Exercise requirements:
Can you extract every one of the lines below and reproduce each one verbatim, unchanged?

Stored records:
################
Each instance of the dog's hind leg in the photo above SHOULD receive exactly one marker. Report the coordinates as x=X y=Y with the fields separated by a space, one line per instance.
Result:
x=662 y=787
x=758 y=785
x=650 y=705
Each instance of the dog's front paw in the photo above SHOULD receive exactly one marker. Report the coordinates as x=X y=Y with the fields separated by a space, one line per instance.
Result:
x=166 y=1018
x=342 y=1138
################
Solution for this exercise:
Each instance of the dog's hind leg in the photo above SHOULD receive exactly one marker. Report the coordinates as x=X y=Y with the fields separated by a space, one line per instance.
Result:
x=662 y=787
x=758 y=785
x=650 y=705
Each instance of the dog's front paw in the photo above SHOULD receive exactly one marker. Report the coordinates as x=X y=Y with the fields separated by a space, one line per instance.
Result:
x=166 y=1018
x=342 y=1138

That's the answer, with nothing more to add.